Driverless tractor helps ease fresh produce labour shortage

Demand for purple sprouting broccoli might be at an all-time high, but the labour-intensive work involved in getting it from the field to supermarket shelves has left growers seriously vulnerable to Brexit-induced staff shortages.

That prompted 23-year-old Tom Beach, whose family grow 25ha of the crop at their 100ha Mudwalls Farm near Alcester, Warwickshire, and farm manager Russell Duggan to come up with a means of automating elements of the picking process.

Farm manager Russell Duggan (left) and Tom Beach © MAG/Edward Mowbray

“Finding people with arms and legs is hard but finding people willing to use them is even harder,” says Mr Duggan.

“We have to rely on agency staff as the workload varies depending on when the crop is ready to cut. We might pass through each field once a week late in the season [March and April] and have a huge harvest, while in December there can be almost nothing to pick.

“That makes it hard to predict staffing requirements – some weeks we need 35 people, but the following week we could struggle to find work for five. And we then have the challenge of getting temporary staff trained quickly enough to pick the right spec crop.”

See also: Engineer adapts Kubota tractors for driverless contracting

Change of system

It’s not currently possible to replace humans with robots, as camera-based systems aren’t yet commercially available and the picking process requires a keen and experienced eye in order to select only the ripe buds. This encourages the plant to keep producing right through the six-month harvest season from September to March.

Instead, Messrs Beach and Duggan decided to focus on maximising the performance of their existing harvesting team.

So rather than having them trudge up and down the fields doing battle with the elements in mid-winter, which would hinder the output of even the hardiest soul, the workforce is now housed in a weatherproof canopy that stretches for 6m to one side of the packing trailer.

Inside the trailer – conveyor belt and packing station © MAG/Edward Mowbray

Inside, the five-strong picking gang walks behind a full-width, metre-high conveyor that carries the crop to the main trailer bed, where it is weighed, crated and stacked by a sixth member of staff.

“One of the main reasons for developing the harvest rig was to have everyone covered so that the weather doesn’t affect our ability to get on the fields,” says Mr Beach. “If we can harvest when our competitors can’t, then we’ll get the premium.”

The trailer is towed along 12m tramlines by what is arguably Mr Beach’s more impressive invention – a John Deere tractor that can be controlled remotely by the person at the packing station.

As well as eliminating the need to have an extra body in the seat to pilot a tractor crawling along at just 0.3kph, it allows the picking and grading team to stop, start, slow down or speed up to suit their immediate workload.

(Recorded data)
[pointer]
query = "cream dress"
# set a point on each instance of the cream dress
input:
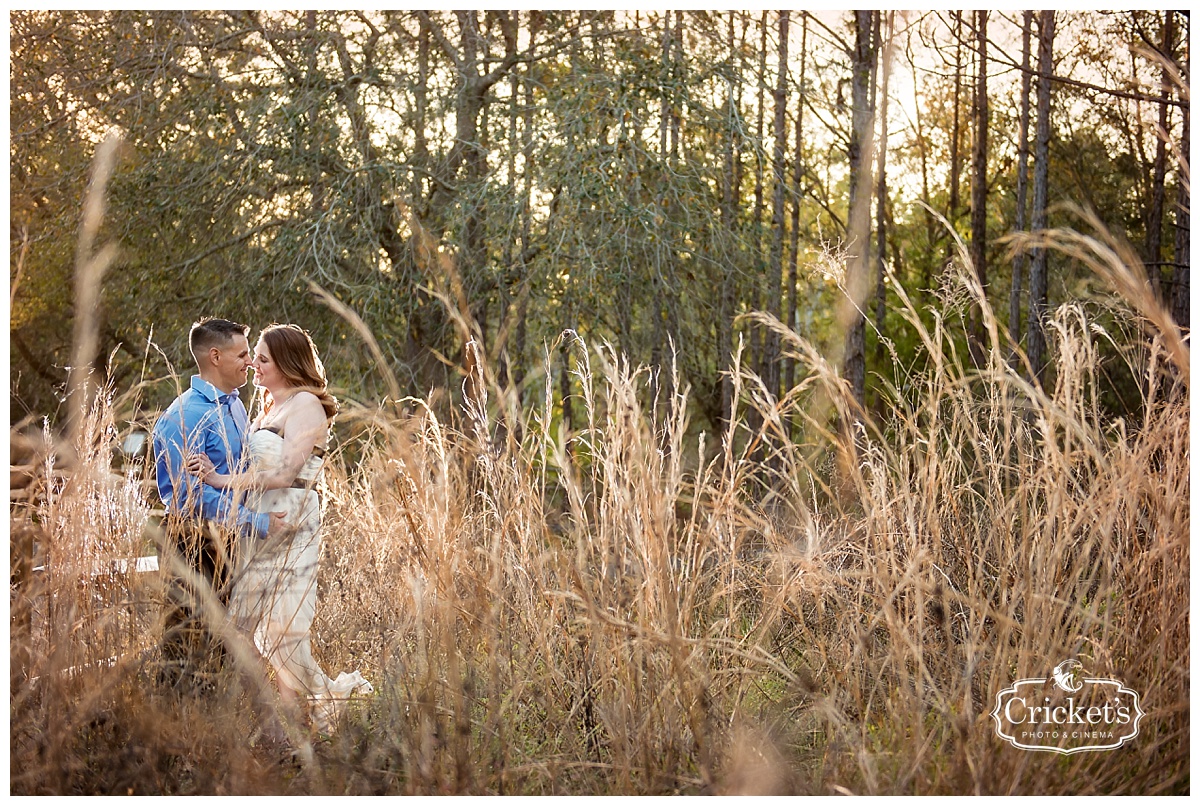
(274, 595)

...

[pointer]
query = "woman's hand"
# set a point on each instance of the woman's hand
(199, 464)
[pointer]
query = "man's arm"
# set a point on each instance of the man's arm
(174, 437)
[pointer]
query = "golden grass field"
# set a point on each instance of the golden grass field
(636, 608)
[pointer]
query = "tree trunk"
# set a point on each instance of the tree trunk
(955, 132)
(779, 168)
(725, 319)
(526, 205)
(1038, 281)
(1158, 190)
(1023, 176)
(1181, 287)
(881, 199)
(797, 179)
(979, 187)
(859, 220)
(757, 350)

> Stated goal
List every calendar month named in the article on the driverless tractor.

> Full response
March, April, December, September